Continue the fig tree pruning guide below, starting after its last sentence.

• DOCUMENT TEXT
=== Begin Enclosure ===
Training and Pruning Fig Trees
Training a fan-shaped fig is not difficult. Sometime before planting, fix horizontal training wires to the wall behind where the tree will be, at roughly 30 cm (1’) intervals. Use nails or vine eyes to support the wires. Then, a few weeks after planting, tie in the shoots of the tree to the wires, loosely spreading them in the shape of a fan with about 30-38 cm 3. (12-15”) between each shoot. Figs grow better if they are not too strictly trained, so in the first summer let the tree grow at will, simply tying in new growth as it develops. In the autumn, however, after the leaves have fallen, cut out all congested shoots and those growing into the wall.
A fan-trained tree will take about two to three years to fill its allotted space. In the second and third years, tie in well-spaced new growth but cut out all badly spaced growth and any shoots growing in the wrong direction. Do this in midsummer. Try to produce an evenly spaced fan with no overlapping branches. All the leaves and fruit should receive some direct sunlight and not be shaded by each other, so space and prune them accordingly.
=== End Enclosure ===
• SOURCE INFORMATION
=== Begin Enclosure ===
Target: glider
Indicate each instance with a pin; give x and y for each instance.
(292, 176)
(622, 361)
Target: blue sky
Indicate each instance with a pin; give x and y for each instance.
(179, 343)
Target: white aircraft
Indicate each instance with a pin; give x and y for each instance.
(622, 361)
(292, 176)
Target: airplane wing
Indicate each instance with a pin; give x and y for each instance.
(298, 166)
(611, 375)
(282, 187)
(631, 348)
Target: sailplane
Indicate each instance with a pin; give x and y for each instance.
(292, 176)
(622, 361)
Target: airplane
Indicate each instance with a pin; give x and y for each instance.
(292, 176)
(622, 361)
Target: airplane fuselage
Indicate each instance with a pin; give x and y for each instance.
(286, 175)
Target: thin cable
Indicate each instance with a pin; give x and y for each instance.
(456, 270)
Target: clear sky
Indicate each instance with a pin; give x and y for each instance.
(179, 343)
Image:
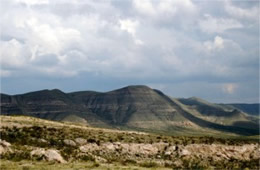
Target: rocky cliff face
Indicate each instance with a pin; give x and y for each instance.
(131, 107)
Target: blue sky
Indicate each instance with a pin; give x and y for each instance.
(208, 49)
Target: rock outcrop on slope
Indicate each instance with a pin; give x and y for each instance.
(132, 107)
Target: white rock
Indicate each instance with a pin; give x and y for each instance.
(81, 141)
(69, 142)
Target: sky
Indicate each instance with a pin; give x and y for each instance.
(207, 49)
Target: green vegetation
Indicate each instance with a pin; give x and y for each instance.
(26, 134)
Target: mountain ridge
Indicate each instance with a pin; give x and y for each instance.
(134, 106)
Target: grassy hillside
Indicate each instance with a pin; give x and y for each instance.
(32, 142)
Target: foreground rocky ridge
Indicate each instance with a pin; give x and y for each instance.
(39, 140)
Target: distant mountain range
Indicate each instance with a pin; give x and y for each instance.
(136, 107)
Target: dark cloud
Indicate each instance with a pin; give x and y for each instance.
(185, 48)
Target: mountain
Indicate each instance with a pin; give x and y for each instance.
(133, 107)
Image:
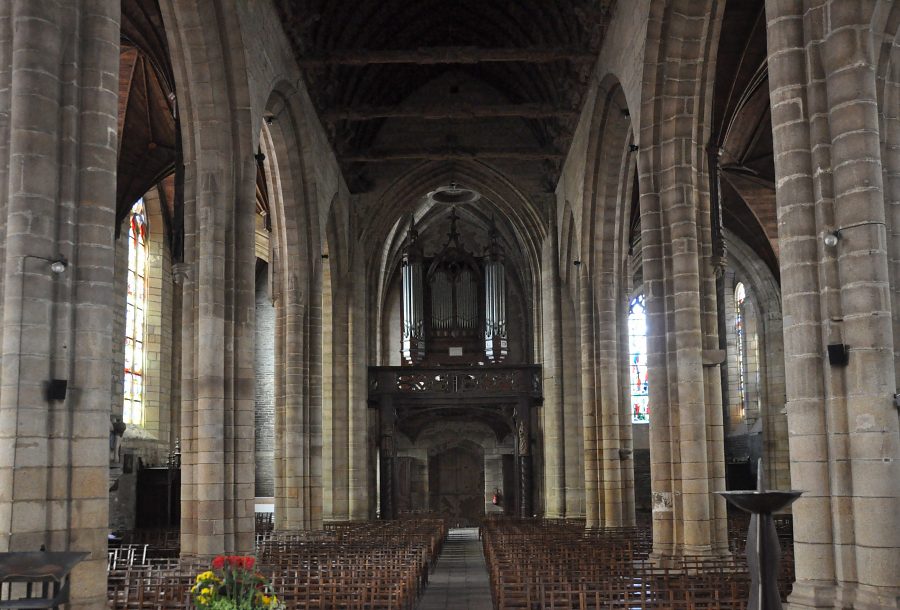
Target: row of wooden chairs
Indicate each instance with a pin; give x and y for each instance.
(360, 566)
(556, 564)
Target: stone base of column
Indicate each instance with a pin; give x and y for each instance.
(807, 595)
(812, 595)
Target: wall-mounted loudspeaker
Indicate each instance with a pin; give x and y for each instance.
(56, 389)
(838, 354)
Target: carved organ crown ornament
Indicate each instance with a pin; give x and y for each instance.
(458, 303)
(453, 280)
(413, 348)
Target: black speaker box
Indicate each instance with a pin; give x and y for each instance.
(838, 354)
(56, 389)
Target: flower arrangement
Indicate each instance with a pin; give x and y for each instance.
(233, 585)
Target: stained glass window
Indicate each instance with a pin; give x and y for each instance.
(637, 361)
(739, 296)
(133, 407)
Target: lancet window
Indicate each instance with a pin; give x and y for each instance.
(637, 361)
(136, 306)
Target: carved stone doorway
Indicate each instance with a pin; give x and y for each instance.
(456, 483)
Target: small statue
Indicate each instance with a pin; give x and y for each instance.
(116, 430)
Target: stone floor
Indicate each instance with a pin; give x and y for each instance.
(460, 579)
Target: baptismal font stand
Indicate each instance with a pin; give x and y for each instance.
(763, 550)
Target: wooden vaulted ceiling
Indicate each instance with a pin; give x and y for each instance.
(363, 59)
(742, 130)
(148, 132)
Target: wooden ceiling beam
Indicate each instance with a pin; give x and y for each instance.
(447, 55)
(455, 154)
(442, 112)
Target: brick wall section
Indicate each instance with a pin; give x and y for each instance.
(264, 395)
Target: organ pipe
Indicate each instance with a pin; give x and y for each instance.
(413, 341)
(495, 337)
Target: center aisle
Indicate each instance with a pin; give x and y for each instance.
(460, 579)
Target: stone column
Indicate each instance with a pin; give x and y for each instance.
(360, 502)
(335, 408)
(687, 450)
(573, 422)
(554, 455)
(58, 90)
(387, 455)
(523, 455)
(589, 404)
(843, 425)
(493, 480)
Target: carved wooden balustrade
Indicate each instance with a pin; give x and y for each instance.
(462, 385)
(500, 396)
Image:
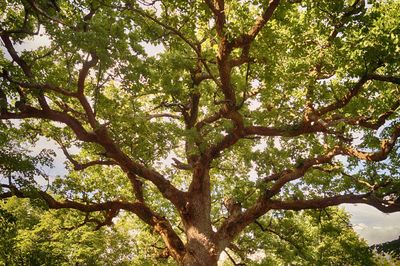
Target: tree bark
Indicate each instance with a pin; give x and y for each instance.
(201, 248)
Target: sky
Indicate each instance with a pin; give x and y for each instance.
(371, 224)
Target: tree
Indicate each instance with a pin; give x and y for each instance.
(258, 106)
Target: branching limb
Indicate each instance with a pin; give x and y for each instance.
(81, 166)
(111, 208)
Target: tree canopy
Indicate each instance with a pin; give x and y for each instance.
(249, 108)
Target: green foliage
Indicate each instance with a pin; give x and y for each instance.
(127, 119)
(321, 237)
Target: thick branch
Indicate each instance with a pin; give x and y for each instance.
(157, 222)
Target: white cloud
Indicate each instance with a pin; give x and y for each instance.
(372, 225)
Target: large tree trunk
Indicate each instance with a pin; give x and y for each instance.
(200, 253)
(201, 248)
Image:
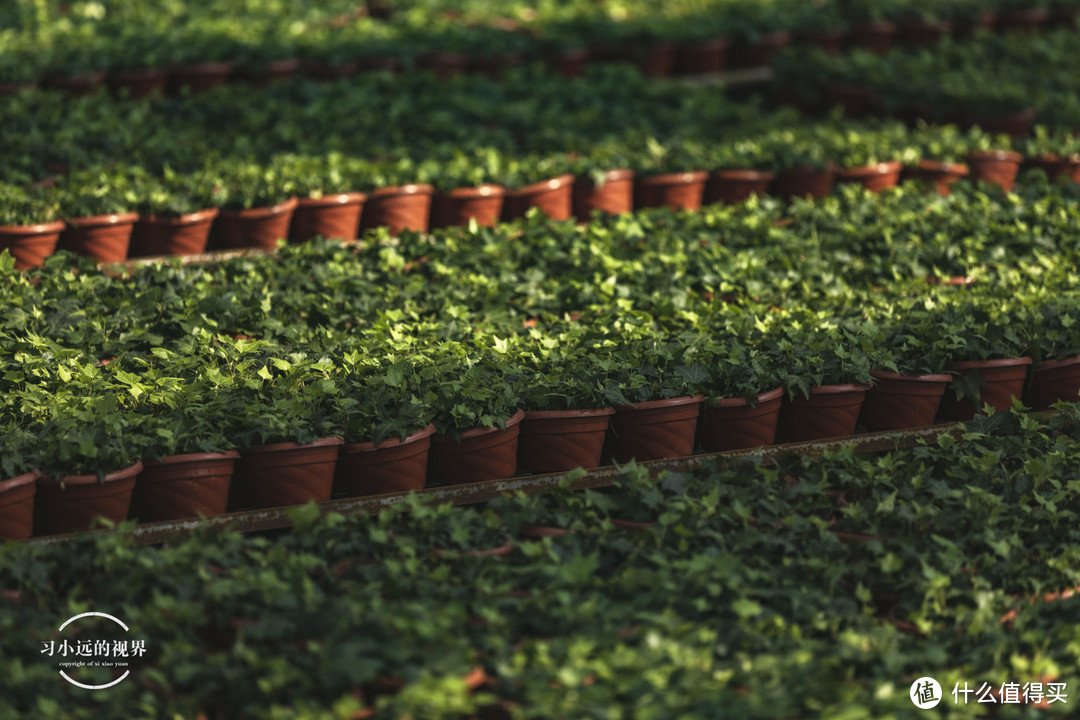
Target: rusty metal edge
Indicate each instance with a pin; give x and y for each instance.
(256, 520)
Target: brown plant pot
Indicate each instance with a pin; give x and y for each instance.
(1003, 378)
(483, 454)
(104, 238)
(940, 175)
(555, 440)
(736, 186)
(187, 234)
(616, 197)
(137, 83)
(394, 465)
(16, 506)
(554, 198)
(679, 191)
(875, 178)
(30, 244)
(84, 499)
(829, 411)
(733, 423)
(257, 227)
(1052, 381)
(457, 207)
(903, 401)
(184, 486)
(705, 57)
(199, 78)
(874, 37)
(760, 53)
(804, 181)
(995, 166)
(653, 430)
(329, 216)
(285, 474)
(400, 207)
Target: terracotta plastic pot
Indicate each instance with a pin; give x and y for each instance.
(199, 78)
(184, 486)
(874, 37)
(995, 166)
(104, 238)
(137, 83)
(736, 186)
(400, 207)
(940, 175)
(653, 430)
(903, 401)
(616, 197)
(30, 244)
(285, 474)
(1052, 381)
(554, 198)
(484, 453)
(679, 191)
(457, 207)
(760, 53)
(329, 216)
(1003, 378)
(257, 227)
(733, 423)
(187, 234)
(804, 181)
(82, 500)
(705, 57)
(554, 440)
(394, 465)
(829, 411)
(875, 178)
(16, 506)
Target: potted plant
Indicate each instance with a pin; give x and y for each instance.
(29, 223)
=== End Enclosure ===
=== Begin Enclosure ===
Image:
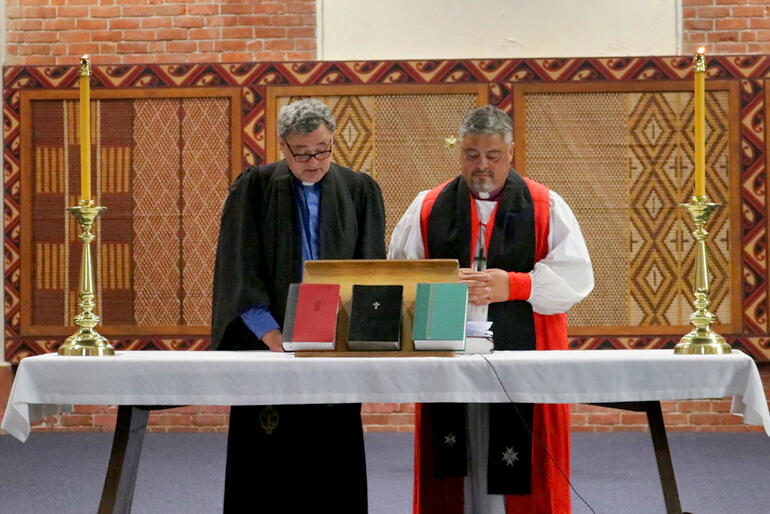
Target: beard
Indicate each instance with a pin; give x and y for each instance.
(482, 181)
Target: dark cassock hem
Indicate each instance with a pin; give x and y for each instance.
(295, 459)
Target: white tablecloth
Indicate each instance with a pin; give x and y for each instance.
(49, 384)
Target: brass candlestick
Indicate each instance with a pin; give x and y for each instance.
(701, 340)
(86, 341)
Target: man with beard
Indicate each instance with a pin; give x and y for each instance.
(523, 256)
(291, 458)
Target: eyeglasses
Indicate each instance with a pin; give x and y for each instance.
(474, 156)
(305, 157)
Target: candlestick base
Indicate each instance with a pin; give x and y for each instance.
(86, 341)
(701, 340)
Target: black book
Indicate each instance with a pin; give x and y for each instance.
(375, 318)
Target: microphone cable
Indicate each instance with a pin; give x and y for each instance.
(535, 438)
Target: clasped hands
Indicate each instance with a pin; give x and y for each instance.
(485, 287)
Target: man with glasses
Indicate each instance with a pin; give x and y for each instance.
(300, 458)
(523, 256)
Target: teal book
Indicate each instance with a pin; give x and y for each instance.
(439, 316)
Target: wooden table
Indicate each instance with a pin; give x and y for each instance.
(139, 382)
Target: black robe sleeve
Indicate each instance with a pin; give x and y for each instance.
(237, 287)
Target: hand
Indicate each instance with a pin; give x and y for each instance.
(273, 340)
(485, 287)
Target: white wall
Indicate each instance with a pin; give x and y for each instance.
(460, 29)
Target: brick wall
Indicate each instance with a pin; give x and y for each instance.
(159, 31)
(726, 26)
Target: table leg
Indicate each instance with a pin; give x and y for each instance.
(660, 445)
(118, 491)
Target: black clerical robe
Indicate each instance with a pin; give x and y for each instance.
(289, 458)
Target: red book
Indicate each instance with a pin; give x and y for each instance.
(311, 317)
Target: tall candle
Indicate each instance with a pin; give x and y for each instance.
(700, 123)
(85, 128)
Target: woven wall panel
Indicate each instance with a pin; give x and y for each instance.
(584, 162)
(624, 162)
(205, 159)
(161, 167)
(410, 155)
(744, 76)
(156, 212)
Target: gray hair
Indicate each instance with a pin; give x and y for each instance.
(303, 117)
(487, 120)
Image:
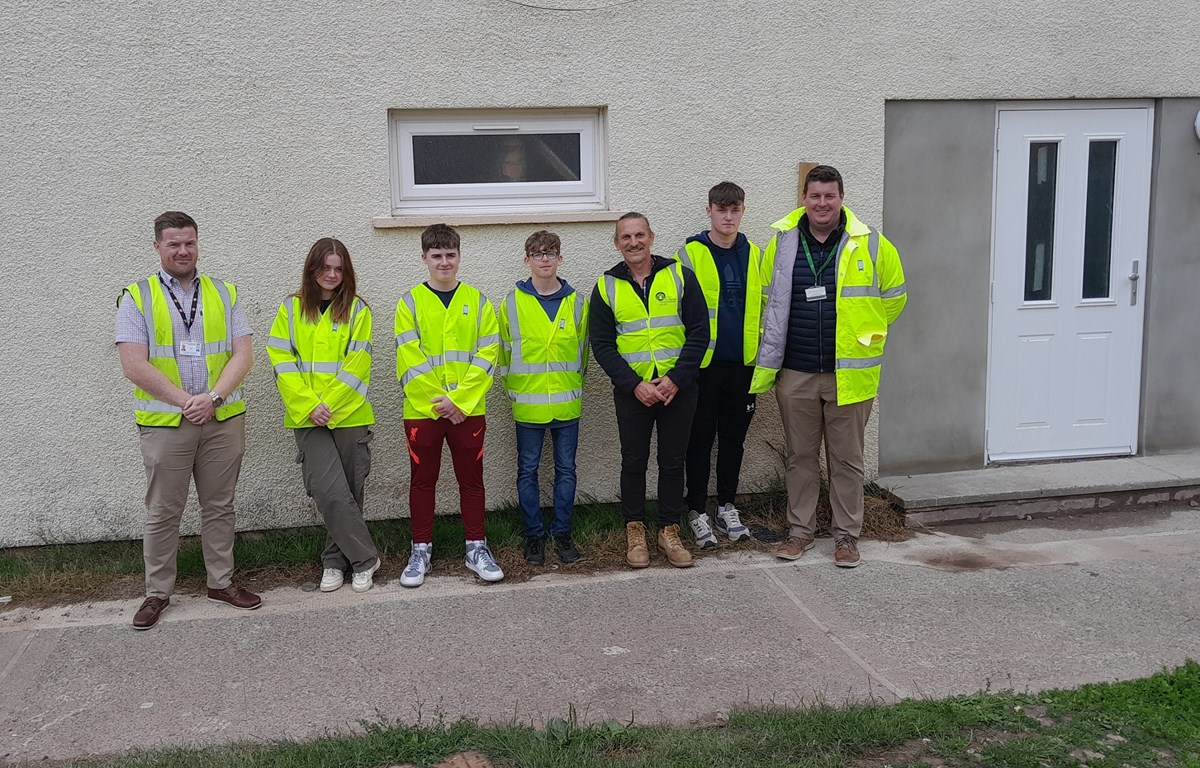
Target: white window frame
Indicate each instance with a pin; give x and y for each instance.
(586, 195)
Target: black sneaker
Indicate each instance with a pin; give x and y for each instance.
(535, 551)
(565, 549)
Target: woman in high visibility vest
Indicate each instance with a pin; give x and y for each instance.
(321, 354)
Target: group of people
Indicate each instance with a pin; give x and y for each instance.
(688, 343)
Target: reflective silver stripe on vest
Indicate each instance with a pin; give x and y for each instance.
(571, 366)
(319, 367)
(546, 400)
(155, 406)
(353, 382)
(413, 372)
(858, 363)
=== End Enclosure ===
=== Begin Enclosure ===
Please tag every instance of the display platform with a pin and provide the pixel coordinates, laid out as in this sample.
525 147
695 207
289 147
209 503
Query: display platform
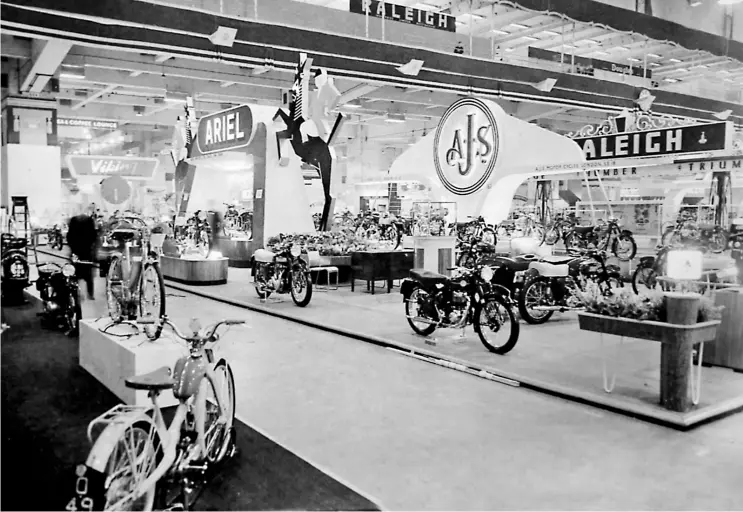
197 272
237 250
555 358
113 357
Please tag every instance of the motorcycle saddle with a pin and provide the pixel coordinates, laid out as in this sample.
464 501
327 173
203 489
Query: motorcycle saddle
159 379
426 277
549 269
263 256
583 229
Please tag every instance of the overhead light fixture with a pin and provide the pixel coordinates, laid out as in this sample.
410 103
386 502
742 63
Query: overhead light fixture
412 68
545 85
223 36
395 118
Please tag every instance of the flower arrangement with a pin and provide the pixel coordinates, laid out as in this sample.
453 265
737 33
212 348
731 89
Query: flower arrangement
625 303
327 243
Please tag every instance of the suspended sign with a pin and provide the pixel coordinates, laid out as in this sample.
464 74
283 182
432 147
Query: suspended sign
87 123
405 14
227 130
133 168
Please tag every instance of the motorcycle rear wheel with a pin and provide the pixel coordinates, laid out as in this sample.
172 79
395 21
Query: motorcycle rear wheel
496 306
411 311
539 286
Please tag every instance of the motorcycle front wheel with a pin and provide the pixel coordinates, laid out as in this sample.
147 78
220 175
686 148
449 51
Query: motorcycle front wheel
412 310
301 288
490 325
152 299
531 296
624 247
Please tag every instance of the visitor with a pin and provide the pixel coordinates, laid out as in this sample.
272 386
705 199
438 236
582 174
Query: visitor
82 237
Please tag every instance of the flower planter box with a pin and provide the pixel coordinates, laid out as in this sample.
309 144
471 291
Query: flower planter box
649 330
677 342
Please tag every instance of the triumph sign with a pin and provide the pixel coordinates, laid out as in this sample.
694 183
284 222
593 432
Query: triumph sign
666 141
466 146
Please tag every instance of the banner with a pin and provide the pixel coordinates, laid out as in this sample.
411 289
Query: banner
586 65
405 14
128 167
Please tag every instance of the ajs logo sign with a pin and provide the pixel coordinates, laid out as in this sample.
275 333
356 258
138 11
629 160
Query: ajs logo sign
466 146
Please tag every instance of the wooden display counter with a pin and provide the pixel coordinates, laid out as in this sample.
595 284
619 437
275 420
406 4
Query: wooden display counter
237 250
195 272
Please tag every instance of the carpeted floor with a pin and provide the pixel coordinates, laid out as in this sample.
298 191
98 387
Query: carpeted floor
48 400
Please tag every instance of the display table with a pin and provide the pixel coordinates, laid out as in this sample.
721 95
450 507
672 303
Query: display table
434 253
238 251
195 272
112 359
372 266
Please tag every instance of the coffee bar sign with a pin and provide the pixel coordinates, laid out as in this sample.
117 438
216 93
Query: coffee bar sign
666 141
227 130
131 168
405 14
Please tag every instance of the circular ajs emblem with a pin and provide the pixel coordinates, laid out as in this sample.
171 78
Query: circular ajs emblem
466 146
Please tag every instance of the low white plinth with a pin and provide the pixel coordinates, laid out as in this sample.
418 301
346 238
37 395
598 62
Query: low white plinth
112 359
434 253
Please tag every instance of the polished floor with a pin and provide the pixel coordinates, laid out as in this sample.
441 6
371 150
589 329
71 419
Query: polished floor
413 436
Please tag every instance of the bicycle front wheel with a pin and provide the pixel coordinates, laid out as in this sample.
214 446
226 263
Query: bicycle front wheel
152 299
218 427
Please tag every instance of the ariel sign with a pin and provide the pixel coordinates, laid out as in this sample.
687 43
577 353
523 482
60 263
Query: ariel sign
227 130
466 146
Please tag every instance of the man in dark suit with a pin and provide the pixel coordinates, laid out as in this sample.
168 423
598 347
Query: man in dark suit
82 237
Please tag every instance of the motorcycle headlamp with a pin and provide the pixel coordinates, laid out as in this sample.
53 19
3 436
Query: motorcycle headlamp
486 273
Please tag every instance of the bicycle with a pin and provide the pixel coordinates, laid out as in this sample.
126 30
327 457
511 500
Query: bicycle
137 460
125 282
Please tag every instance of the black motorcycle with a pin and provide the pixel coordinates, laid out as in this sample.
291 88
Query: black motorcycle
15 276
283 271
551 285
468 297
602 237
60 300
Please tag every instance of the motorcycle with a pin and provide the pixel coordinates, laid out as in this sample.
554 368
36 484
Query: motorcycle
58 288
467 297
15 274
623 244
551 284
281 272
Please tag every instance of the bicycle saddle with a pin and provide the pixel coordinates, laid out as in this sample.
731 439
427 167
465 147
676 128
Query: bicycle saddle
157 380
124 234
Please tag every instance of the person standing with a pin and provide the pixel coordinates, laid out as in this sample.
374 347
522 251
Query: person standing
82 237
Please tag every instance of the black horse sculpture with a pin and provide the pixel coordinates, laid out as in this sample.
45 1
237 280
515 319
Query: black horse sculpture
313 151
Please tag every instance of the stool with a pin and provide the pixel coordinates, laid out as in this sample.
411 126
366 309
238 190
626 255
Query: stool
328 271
=== End Enclosure ===
• REPLY
As the fig only produces fruit on one-and two-year-old wood—older wood becomes naked with neither fruit nor leaf—pruning in subsequent years is largely to encourage the growth of new shoots.
Although pruning can be done in late autumn or winter if your garden is a sheltered one, it is usual to leave pruning until early spring, when any frost damaged or diseased shoots can be recognized. Cut out these damaged shoots, as well as all badly spaced shoots, to a basal bud on a main branch. In addition, cut one third to one half of the oldest branches right back leaving only a few buds at the base. Select old branches bearing little or no embryo fruit for removal. New growth produced from the basal buds should bear fruit and should be tied to the wires as necessary.
Any surplus sideshoots produced during the summer should be pinched out as soon as they develop.
Bush trees are even easier to prune than fan-trained trees. The fig conveniently tends to grow as a fairly well-shaped bush on its own accord. Nevertheless, fairly soon after planting, in mid-spring, prune the leading branches back by about two thirds to encourage stronger growth. In subsequent springs simply prune out dead, overcrowding and badly spaced branches, and cut the longest branch or two back to a few buds at its base to stimulate new growth.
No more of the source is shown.